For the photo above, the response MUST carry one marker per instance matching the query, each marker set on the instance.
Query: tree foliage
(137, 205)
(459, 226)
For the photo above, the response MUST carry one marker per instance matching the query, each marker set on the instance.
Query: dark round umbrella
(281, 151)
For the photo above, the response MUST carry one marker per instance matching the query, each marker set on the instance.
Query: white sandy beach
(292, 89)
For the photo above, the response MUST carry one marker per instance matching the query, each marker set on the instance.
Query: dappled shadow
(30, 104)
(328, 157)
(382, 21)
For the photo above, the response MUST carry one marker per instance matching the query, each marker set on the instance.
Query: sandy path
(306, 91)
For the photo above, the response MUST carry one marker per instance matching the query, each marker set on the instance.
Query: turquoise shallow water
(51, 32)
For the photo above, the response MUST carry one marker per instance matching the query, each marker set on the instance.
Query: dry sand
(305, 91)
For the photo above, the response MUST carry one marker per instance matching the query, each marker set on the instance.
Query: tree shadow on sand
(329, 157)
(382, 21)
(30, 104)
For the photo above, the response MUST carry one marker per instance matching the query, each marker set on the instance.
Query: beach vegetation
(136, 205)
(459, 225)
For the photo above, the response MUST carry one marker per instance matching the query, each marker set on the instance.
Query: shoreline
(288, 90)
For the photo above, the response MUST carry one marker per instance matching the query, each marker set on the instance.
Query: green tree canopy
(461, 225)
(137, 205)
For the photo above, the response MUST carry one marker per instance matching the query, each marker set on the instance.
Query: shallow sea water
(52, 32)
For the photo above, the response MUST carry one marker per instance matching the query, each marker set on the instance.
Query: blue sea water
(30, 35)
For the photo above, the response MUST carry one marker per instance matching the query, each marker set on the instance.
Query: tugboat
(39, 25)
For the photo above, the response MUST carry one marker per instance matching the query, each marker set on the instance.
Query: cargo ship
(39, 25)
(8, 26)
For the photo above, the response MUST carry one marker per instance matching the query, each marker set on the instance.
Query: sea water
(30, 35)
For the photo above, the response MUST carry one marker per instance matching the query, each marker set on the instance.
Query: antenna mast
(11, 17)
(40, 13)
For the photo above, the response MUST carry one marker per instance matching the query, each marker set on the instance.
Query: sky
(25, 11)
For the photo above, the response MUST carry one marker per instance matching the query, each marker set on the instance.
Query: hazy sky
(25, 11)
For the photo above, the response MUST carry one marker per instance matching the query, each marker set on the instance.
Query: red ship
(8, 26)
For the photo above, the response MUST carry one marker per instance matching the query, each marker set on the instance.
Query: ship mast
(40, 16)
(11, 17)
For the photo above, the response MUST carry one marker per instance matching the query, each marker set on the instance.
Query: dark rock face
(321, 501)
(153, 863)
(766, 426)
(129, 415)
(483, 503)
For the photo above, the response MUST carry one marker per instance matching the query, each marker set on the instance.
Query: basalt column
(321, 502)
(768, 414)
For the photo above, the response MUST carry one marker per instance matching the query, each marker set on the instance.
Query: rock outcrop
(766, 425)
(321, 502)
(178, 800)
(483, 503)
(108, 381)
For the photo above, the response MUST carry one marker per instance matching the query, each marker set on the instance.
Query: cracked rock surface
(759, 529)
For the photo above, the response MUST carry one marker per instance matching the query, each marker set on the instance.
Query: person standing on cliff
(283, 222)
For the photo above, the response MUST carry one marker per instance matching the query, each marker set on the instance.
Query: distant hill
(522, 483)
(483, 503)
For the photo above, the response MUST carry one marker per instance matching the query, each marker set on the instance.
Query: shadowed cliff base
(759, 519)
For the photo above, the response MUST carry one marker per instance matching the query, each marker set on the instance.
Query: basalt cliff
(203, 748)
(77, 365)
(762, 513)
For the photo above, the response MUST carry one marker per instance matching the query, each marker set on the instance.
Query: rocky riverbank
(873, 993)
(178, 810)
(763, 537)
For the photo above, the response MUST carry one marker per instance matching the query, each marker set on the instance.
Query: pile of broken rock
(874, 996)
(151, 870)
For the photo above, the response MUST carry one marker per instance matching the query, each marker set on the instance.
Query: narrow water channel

────────────────

From the rows above, list every line that contains the word "cliff". Case counts.

Query: person standing on cliff
Query: shadowed cliff base
Query: basalt cliff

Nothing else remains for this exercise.